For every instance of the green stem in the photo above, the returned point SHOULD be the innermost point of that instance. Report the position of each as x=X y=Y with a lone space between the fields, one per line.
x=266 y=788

* * *

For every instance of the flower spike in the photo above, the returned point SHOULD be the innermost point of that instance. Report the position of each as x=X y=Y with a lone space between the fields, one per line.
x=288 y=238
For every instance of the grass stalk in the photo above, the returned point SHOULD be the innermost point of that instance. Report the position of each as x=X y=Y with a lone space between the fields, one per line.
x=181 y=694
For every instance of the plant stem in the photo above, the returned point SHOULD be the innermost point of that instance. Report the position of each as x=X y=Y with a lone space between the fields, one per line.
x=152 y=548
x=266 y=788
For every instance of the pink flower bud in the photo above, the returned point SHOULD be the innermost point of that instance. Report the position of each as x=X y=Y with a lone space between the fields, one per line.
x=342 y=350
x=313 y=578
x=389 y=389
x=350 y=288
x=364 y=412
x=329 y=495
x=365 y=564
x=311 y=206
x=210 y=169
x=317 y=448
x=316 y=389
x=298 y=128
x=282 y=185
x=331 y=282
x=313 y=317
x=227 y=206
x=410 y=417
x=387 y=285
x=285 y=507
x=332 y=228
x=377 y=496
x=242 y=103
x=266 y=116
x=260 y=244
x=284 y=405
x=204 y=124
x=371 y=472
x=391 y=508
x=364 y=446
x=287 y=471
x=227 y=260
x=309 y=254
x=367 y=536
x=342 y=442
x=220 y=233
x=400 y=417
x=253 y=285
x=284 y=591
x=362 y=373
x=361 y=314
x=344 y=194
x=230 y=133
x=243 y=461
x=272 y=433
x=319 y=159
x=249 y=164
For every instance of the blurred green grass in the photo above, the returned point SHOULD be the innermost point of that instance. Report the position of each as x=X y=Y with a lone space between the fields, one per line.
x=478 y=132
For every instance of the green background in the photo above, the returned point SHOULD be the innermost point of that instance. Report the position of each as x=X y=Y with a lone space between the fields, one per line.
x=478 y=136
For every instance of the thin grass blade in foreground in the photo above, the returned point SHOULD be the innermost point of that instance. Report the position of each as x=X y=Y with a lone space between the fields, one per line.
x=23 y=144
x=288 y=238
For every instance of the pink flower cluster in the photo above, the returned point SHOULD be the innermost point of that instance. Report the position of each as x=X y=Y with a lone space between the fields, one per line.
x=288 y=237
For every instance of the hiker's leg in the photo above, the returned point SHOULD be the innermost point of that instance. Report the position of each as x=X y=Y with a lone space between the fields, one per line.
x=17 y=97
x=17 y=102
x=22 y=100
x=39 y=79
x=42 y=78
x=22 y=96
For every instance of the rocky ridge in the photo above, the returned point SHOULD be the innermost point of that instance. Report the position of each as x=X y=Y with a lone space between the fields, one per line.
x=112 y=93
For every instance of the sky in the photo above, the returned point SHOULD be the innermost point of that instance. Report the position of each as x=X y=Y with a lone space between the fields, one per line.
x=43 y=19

## CHALLENGE
Copy out the records from the line with "For every instance of the blurred" to the line with "x=478 y=132", swapping "blurred green grass" for "hazy green grass" and changing nothing else. Give only those lines.

## WORKED SOLUTION
For every instance of the hazy green grass in the photo above, the returned point SHOULD be the innermost point of that instance. Report the position of each as x=X y=Y with a lone space between the fields, one per line.
x=478 y=132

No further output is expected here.